What you are asked to do: Rewrite all of the records below, changing every "annotate" to "mark" and leaving everything else as it is. Omit the pictures from your answer.

Provided information:
◆ ◆ ◆ ◆ ◆

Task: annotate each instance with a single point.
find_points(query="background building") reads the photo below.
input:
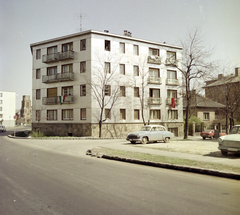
(7, 108)
(73, 76)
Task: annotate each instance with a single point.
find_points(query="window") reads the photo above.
(172, 114)
(136, 114)
(172, 94)
(122, 91)
(136, 91)
(38, 115)
(52, 50)
(171, 58)
(154, 93)
(122, 48)
(153, 51)
(52, 115)
(67, 114)
(51, 70)
(206, 116)
(135, 50)
(38, 94)
(83, 114)
(107, 114)
(38, 73)
(136, 70)
(122, 114)
(107, 67)
(107, 90)
(67, 68)
(172, 74)
(154, 72)
(83, 90)
(83, 66)
(155, 114)
(38, 54)
(67, 47)
(122, 69)
(67, 91)
(107, 46)
(83, 45)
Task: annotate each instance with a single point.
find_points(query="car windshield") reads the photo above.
(235, 130)
(145, 128)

◆ ◆ ◆ ◆ ◆

Correct response:
Task: mark each instance with a single point.
find_points(query="background building") reads the photo below.
input:
(7, 108)
(73, 76)
Task: mark each instance with a single point.
find_points(query="window") reads the photo above.
(172, 114)
(136, 114)
(172, 94)
(122, 91)
(136, 91)
(38, 115)
(52, 50)
(171, 58)
(154, 93)
(122, 48)
(153, 51)
(52, 115)
(67, 114)
(51, 70)
(206, 116)
(135, 50)
(38, 94)
(83, 114)
(107, 114)
(38, 73)
(136, 70)
(122, 114)
(107, 67)
(107, 90)
(67, 68)
(172, 74)
(154, 72)
(83, 90)
(83, 66)
(155, 114)
(38, 54)
(67, 47)
(122, 69)
(67, 91)
(107, 46)
(83, 45)
Task: mark each instance with a single point.
find_points(query="car windshield") reads the photo above.
(235, 130)
(145, 128)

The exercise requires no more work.